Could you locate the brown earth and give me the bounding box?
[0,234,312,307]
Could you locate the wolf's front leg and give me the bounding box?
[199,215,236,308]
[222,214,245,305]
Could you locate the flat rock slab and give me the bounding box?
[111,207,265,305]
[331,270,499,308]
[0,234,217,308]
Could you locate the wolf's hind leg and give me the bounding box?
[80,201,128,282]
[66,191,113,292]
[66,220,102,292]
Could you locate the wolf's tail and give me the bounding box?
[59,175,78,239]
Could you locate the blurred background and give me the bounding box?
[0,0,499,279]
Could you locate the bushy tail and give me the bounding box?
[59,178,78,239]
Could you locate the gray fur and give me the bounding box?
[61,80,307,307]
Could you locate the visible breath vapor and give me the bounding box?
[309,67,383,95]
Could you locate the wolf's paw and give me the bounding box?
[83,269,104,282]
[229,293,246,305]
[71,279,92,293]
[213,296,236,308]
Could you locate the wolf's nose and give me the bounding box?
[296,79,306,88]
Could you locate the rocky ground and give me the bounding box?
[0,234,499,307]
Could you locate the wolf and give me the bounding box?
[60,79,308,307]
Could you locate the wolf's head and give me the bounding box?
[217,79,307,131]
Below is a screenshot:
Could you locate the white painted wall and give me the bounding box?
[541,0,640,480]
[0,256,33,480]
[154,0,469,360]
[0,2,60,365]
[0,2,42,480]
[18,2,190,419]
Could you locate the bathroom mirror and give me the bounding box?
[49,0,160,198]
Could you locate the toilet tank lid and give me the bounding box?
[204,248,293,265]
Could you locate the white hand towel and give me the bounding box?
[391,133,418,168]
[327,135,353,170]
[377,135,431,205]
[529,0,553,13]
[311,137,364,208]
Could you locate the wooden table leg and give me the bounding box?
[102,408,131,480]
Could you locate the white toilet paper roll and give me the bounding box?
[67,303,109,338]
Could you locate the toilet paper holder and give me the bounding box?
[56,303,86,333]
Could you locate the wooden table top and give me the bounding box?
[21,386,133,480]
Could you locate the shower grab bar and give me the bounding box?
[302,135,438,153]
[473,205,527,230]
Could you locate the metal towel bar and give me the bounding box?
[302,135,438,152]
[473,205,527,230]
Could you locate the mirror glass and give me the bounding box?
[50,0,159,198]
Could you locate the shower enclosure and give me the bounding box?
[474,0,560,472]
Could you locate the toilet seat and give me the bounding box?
-------
:: Obiettivo dell'esercizio ::
Estrai dalle voci riportate sopra tutte le righe che contengono la parola "table".

:: Risultato dell'esercizio ::
Could you locate the wooden table leg and give me the bounding box?
Could you locate the wooden table top and give me the bounding box?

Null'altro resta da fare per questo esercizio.